### Trecho citado
· · ·
Nota da ABEN: rebatendo a inverdade sobre Angra 3

Nota da ABEN: rebatendo a inverdade sobre Angra 3
Rio de Janeiro, 27 de janeiro de 2025

A Associação Brasileira de Energia Nuclear (ABEN) vem a público prestar esclarecimentos sobre a importância da retomada das obras de construção da Usina Nuclear Angra 3 para o desenvolvimento energético do País e o fortalecimento do Programa Nuclear Brasileiro (PNB). Segundo o estudo entregue pelo Banco Nacional de Desenvolvimento Econômico e Social (BNDES) à Eletronuclear em setembro de 2024 sobre a viabilidade técnica, econômica e jurídica da planta, os custos de abandonar ou finalizar o projeto são similares – aproximadamente R$ 21 bilhões e R$ 23 bilhões, respectivamente.

O empreendimento gerará cerca de 7 mil empregos diretos, no pico da obra, além de um número muito maior de empregos indiretos, bem como contribuirá ainda mais para a diversificação da matriz elétrica e reduzirá os custos totais do Sistema Interligado Nacional (SIN), pois substituirá a energia gerada por usinas térmicas que apresentam alto custo de geração e são frequentemente despachadas pelo Operador Nacional do Sistema Elétrico (ONS). Pode-se afirmar que não cabe mais discussão sobre a necessidade ou não da retomada da construção da terceira usina nuclear do Brasil. Não concluir Angra 3 é lançar um descrédito imensurável sobre o Programa Nuclear Brasileiro, com reflexos nos avanços significativos que o País conquistou com muito sacrifício nas últimas décadas.
· · ·
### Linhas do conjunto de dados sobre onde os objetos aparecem
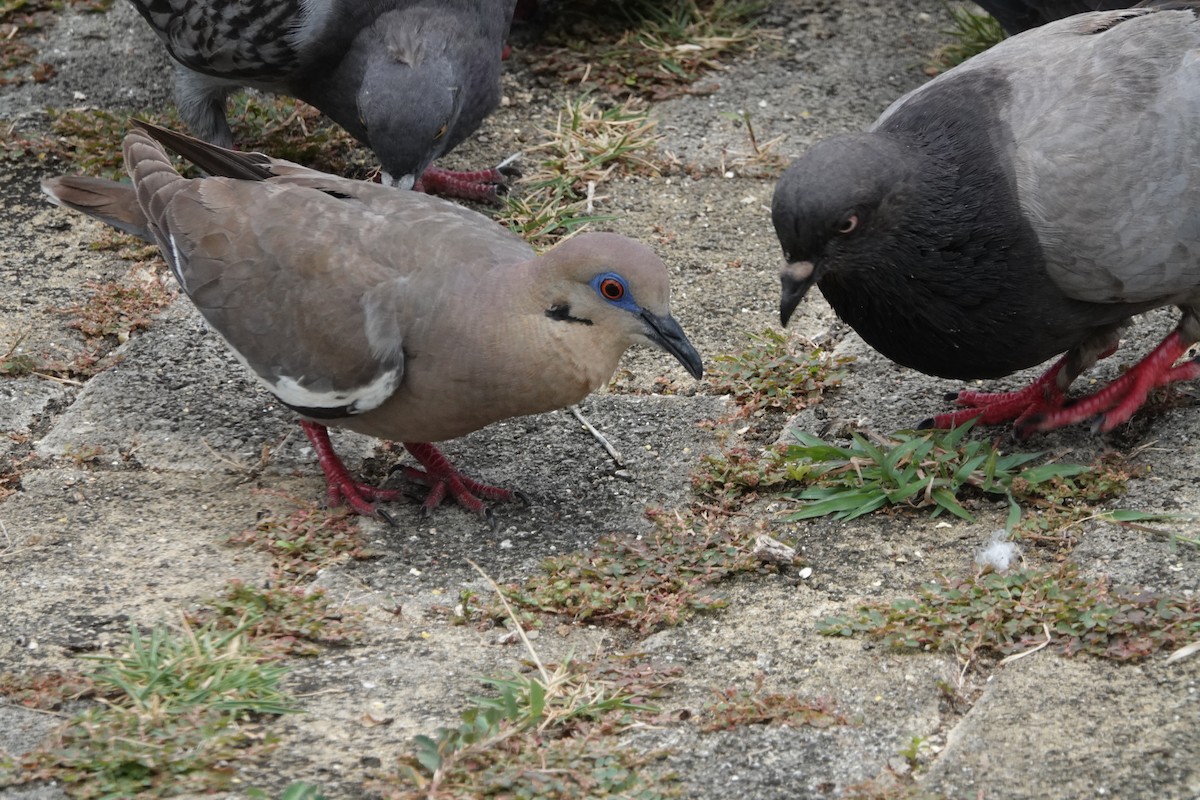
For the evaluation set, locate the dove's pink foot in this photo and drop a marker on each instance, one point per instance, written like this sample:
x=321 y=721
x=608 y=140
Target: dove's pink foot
x=343 y=488
x=443 y=479
x=484 y=185
x=1121 y=398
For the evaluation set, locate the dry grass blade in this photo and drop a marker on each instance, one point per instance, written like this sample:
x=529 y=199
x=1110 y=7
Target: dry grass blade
x=586 y=146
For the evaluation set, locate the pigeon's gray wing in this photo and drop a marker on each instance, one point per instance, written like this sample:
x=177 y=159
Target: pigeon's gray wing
x=258 y=41
x=1104 y=112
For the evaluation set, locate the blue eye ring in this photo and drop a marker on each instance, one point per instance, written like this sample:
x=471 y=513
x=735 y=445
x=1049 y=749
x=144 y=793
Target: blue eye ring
x=613 y=289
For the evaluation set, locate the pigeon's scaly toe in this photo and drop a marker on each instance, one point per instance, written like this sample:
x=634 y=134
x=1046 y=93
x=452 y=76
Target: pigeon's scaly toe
x=1121 y=398
x=483 y=185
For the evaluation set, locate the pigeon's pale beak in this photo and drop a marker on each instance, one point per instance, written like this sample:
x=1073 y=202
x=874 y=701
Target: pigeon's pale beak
x=403 y=181
x=665 y=332
x=796 y=277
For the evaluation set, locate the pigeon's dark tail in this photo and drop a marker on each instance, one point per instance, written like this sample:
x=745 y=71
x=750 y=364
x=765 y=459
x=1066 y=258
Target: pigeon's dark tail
x=209 y=157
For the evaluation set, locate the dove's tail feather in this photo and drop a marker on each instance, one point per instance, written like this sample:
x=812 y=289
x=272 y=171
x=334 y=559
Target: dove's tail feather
x=109 y=202
x=209 y=157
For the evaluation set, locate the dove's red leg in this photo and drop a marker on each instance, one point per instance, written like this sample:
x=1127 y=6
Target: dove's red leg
x=343 y=488
x=1117 y=402
x=443 y=479
x=483 y=185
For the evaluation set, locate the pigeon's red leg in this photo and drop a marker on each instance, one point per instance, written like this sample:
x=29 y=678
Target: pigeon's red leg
x=443 y=479
x=1001 y=407
x=343 y=488
x=1117 y=402
x=485 y=185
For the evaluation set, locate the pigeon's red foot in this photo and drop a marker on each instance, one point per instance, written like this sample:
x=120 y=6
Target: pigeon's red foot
x=1042 y=405
x=444 y=480
x=1121 y=398
x=484 y=185
x=343 y=488
x=990 y=408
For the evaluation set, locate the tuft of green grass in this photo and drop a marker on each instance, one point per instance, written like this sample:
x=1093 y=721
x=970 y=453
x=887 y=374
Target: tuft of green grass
x=972 y=32
x=646 y=48
x=288 y=620
x=733 y=708
x=1011 y=613
x=775 y=374
x=180 y=709
x=929 y=469
x=586 y=146
x=643 y=583
x=545 y=734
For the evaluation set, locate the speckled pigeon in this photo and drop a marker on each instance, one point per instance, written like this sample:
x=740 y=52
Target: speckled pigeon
x=396 y=314
x=1021 y=205
x=408 y=78
x=1015 y=16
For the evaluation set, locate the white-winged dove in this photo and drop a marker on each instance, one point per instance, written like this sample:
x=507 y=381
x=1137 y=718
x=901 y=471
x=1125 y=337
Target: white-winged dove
x=391 y=313
x=408 y=78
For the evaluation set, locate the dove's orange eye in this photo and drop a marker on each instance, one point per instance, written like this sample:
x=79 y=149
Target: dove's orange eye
x=612 y=289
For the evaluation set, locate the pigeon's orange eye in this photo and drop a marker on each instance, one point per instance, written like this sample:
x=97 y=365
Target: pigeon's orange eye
x=612 y=289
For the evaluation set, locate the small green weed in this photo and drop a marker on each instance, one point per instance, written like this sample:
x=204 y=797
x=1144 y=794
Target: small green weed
x=737 y=475
x=540 y=735
x=587 y=145
x=126 y=246
x=1009 y=613
x=306 y=540
x=733 y=708
x=774 y=373
x=287 y=620
x=646 y=48
x=642 y=583
x=180 y=710
x=84 y=364
x=928 y=469
x=972 y=32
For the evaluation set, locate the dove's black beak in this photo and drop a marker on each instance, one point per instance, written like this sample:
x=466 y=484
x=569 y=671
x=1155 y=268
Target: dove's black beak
x=665 y=332
x=796 y=277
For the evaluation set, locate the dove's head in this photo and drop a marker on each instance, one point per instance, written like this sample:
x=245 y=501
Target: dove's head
x=603 y=293
x=408 y=101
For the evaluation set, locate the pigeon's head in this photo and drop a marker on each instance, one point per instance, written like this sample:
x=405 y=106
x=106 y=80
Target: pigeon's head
x=604 y=293
x=833 y=209
x=408 y=102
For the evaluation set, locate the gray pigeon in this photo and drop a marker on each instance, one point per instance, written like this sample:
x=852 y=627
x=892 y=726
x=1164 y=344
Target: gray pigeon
x=408 y=78
x=391 y=313
x=1015 y=16
x=1019 y=206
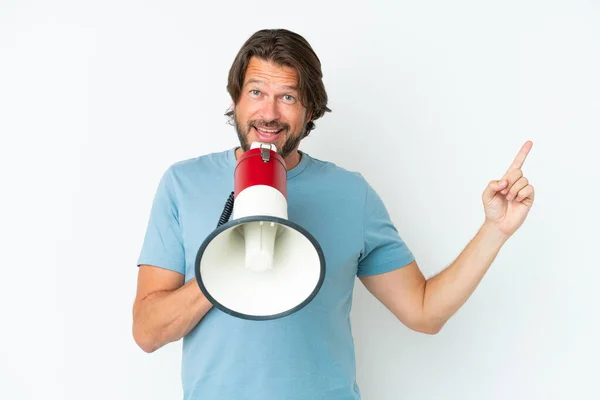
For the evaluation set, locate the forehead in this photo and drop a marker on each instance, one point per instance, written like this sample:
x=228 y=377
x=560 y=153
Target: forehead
x=270 y=73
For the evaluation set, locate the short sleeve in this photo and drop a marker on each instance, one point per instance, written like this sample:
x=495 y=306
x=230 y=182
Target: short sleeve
x=383 y=250
x=163 y=244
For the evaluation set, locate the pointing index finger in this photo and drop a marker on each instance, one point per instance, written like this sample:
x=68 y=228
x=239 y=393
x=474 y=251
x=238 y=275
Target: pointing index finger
x=521 y=156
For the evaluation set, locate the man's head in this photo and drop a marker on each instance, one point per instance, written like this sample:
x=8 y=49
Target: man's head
x=277 y=90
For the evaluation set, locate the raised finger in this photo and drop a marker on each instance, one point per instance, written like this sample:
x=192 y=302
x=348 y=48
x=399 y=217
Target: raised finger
x=511 y=177
x=521 y=156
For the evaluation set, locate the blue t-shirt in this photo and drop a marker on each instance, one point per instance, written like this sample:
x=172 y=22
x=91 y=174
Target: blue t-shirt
x=308 y=354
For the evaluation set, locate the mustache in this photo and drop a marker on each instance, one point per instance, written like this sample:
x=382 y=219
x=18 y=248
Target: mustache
x=270 y=124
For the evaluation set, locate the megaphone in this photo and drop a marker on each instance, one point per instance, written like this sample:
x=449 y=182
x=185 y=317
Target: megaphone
x=259 y=265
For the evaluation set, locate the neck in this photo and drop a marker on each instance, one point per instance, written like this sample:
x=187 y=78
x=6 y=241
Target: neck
x=291 y=161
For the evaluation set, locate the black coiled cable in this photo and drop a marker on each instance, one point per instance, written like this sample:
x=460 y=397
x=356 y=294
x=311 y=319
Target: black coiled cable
x=226 y=214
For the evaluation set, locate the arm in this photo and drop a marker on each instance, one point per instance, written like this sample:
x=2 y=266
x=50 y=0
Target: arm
x=165 y=309
x=426 y=305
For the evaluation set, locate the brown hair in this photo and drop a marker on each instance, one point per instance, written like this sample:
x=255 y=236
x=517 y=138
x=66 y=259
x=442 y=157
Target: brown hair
x=285 y=48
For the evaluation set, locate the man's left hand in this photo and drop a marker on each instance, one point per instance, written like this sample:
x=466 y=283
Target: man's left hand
x=507 y=201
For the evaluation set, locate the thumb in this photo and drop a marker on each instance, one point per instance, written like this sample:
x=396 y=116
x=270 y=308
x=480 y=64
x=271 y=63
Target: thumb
x=492 y=188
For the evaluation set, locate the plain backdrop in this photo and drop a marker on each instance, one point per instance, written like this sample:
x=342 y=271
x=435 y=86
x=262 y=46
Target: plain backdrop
x=431 y=100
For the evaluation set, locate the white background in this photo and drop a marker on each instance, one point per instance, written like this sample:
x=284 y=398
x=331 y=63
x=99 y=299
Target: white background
x=430 y=101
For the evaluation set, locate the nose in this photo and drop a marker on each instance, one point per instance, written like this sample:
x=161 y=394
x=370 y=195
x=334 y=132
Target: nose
x=270 y=110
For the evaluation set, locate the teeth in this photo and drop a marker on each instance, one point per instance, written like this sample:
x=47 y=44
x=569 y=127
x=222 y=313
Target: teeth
x=268 y=131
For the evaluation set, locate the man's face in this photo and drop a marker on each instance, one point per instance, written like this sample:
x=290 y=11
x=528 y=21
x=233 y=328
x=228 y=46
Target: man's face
x=269 y=108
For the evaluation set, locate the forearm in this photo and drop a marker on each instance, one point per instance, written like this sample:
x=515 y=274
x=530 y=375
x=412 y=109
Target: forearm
x=165 y=317
x=448 y=291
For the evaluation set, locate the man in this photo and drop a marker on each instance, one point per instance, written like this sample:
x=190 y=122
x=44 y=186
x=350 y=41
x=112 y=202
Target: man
x=276 y=87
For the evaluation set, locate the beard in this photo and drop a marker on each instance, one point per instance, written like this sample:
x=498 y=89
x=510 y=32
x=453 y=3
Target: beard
x=291 y=138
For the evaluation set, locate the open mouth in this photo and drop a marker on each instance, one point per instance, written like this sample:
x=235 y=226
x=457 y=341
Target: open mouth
x=265 y=134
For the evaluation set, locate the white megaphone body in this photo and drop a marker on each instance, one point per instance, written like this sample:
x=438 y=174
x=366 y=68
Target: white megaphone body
x=259 y=265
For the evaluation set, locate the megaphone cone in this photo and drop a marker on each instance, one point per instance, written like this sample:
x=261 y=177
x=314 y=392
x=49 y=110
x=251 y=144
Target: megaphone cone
x=259 y=265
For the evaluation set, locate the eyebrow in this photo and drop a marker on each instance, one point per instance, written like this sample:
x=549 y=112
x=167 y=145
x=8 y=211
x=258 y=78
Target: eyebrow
x=259 y=82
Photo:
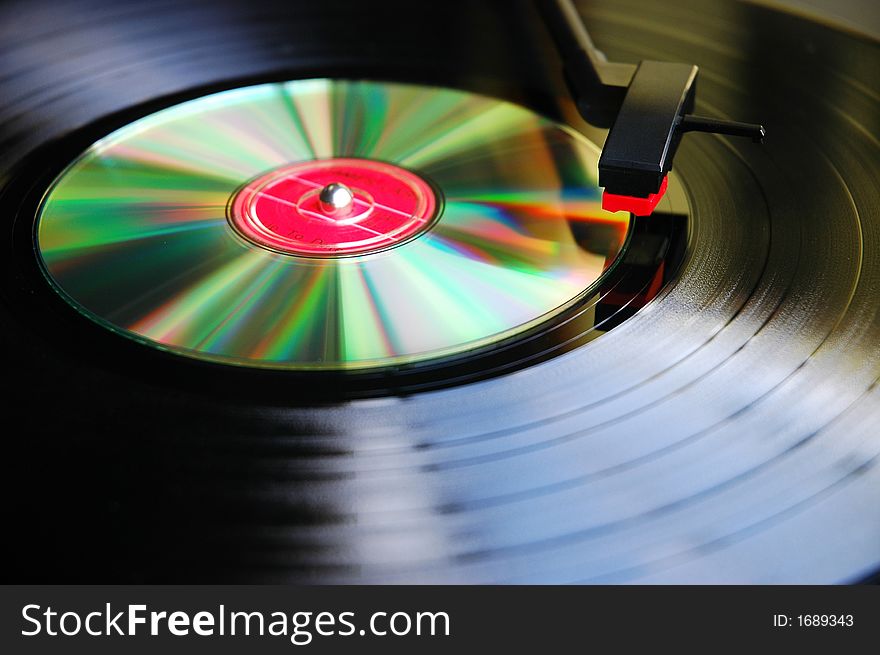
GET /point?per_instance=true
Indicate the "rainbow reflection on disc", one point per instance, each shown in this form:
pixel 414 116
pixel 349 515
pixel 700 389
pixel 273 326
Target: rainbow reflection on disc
pixel 329 224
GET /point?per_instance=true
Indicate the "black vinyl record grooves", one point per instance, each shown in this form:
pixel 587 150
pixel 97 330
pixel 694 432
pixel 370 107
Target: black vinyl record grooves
pixel 713 417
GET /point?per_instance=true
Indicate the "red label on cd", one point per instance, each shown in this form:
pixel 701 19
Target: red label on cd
pixel 333 207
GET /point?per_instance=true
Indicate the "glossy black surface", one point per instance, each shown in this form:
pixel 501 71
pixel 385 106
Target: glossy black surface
pixel 726 432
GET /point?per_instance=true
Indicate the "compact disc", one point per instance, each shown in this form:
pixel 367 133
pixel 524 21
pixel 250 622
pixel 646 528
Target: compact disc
pixel 329 224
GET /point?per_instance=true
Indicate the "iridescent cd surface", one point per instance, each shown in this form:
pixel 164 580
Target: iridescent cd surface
pixel 200 229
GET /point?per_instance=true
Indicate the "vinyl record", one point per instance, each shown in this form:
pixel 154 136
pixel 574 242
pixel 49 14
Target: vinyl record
pixel 723 427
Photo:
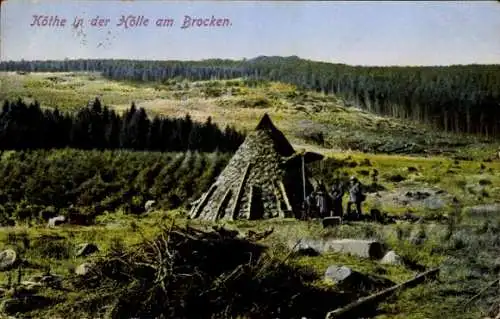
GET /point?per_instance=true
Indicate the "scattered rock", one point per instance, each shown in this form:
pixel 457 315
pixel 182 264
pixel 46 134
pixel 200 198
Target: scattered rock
· · ·
### Instrução 1
Diga se cada afirmação abaixo bate com a nota sobre Angra 3 mostrada acima. Para cada uma, responda sim ou não e cite ao pé da letra as palavras do texto que resolvem a questão.
(a) Segundo o estudo, abandonar o projeto custaria cerca de R$ 21 bilhões.
(b) O estudo foi entregue pela Eletronuclear ao BNDES em setembro de 2024.
(c) A obra vai gerar cerca de 7 mil empregos diretos no pico.
### Instrução 2
Transcreva sem nenhuma mudança o trecho da nota sobre Angra 3 que se abre com as palavras contendo "A Associação Brasileira" e se fecha com "23 bilhões, respectivamente.".
### Instrução 3
Dê sequência à nota da ABEN sobre Angra 3, escrevendo o que viria logo depois da última frase mostrada.

### Resposta esperada 1
(a) Sim: "os custos de abandonar ou finalizar o projeto são similares – aproximadamente R$ 21 bilhões e R$ 23 bilhões, respectivamente".
(b) Não: "o estudo entregue pelo Banco Nacional de Desenvolvimento Econômico e Social (BNDES) à Eletronuclear em setembro de 2024".
(c) Sim: "O empreendimento gerará cerca de 7 mil empregos diretos, no pico da obra".

### Resposta esperada 2
A Associação Brasileira de Energia Nuclear (ABEN) vem a público prestar esclarecimentos sobre a importância da retomada das obras de construção da Usina Nuclear Angra 3 para o desenvolvimento energético do País e o fortalecimento do Programa Nuclear Brasileiro (PNB). Segundo o estudo entregue pelo Banco Nacional de Desenvolvimento Econômico e Social (BNDES) à Eletronuclear em setembro de 2024 sobre a viabilidade técnica, econômica e jurídica da planta, os custos de abandonar ou finalizar o projeto são similares – aproximadamente R$ 21 bilhões e R$ 23 bilhões, respectivamente.

### Resposta esperada 3
Ainda no aspecto financeiro, o “Estadão” publicou Editorial nesta segunda-feira, dia 27/01, no qual informa que a Empresa de Pesquisa Energética (EPE) teria calculado, em estudo ao qual o veículo teve acesso, que a retomada de Angra 3 custaria “até R$ 61,55 bilhões a mais nas contas de luz dos brasileiros ao longo de 40 anos a partir de 2031”. Contudo, a ABEN rebate tal inverdade com base na nota de esclarecimento divulgada no último dia 14 pela própria EPE.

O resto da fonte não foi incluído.